-- Start of Data for this exercise --
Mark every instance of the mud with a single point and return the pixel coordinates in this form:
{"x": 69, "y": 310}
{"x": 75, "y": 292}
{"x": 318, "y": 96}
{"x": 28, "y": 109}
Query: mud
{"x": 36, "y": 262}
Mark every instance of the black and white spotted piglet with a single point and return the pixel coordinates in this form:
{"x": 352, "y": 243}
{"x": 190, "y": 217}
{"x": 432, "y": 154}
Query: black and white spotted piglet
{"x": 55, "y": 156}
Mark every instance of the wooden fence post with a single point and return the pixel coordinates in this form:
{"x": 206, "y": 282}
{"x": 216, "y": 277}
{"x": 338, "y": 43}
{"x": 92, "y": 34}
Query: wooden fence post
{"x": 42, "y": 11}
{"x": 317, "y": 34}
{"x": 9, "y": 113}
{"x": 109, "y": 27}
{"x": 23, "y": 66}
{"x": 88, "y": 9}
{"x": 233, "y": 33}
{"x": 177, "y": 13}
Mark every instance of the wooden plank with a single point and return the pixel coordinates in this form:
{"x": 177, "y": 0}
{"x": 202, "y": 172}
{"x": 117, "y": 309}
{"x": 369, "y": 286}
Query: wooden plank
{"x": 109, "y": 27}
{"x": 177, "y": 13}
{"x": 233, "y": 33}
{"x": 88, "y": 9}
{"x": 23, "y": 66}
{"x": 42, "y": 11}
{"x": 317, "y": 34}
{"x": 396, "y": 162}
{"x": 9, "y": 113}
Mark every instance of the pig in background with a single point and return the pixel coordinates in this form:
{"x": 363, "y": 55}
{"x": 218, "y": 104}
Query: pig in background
-- End of Data for this exercise --
[What you are asked to do] Rewrite every row above, requests included. In the answer coordinates, shift each x and y value by -107, and leave the numbers in the requests and their format samples unchanged.

[Task solution]
Mark every instance of the mud with a single point and return the pixel coordinates in this form:
{"x": 69, "y": 310}
{"x": 75, "y": 292}
{"x": 318, "y": 96}
{"x": 28, "y": 109}
Query: mud
{"x": -71, "y": 155}
Mark every instance of the black and white spotted piglet with a single point and return the pixel coordinates in this form:
{"x": 352, "y": 243}
{"x": 190, "y": 217}
{"x": 432, "y": 154}
Query: black and white spotted piglet
{"x": -52, "y": 49}
Mark every instance of the wooden fence post with a single point and return the pixel coordinates in this form:
{"x": 206, "y": 282}
{"x": 216, "y": 277}
{"x": 338, "y": 43}
{"x": 92, "y": 34}
Query: wooden fence post
{"x": -65, "y": -96}
{"x": 210, "y": -73}
{"x": -98, "y": 6}
{"x": 2, "y": -80}
{"x": -84, "y": -41}
{"x": -19, "y": -98}
{"x": 126, "y": -74}
{"x": 70, "y": -94}
Mark every instance of the wooden plank with a single point and return the pixel coordinates in this form:
{"x": 177, "y": 0}
{"x": 202, "y": 172}
{"x": 117, "y": 309}
{"x": 369, "y": 286}
Query: wooden plank
{"x": 2, "y": -80}
{"x": 70, "y": -94}
{"x": 126, "y": -74}
{"x": -19, "y": -98}
{"x": -84, "y": -41}
{"x": -65, "y": -96}
{"x": 210, "y": -73}
{"x": 289, "y": 55}
{"x": -98, "y": 6}
Mark every instance of the pig in background with a single point and return the pixel coordinates in this form:
{"x": 363, "y": 55}
{"x": 218, "y": 104}
Query: pig in background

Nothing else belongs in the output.